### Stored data
::::::::
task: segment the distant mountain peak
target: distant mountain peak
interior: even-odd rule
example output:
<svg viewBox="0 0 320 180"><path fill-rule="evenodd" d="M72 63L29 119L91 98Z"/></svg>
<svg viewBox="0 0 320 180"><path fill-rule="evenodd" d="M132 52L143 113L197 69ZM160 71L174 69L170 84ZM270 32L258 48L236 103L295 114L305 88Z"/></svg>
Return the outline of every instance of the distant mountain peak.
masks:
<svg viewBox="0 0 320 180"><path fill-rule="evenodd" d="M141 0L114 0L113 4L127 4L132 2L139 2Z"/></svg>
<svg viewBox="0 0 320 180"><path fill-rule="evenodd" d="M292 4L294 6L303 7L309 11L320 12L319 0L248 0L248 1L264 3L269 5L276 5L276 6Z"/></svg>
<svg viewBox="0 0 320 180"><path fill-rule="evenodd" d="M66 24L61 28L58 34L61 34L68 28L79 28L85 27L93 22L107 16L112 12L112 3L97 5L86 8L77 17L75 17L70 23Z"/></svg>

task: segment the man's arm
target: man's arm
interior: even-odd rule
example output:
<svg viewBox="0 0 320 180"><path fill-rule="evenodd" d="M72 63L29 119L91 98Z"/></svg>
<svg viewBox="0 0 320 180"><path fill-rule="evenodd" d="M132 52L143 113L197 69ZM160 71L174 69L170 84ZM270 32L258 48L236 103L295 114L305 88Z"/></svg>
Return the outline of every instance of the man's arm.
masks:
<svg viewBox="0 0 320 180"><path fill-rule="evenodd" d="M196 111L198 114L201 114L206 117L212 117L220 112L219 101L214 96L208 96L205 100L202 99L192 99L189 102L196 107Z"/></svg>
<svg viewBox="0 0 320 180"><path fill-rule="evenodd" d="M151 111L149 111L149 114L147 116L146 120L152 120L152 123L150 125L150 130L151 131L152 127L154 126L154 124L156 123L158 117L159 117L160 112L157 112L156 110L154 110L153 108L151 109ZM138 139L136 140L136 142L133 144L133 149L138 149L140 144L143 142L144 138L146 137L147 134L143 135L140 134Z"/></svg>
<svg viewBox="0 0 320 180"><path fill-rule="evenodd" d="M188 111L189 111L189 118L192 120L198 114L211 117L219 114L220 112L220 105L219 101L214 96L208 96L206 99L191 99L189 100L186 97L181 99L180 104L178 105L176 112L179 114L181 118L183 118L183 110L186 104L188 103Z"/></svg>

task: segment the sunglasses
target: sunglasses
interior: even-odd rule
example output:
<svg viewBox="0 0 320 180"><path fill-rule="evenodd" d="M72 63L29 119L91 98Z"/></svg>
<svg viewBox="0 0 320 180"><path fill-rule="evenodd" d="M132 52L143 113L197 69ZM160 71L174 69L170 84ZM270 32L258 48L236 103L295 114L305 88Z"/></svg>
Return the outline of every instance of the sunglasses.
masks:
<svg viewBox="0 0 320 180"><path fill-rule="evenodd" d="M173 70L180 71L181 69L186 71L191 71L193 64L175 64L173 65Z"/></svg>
::::::::
### Activity
Every line above with the word "target" is to be copied out.

### Task output
target: distant mountain peak
target: man's arm
target: sunglasses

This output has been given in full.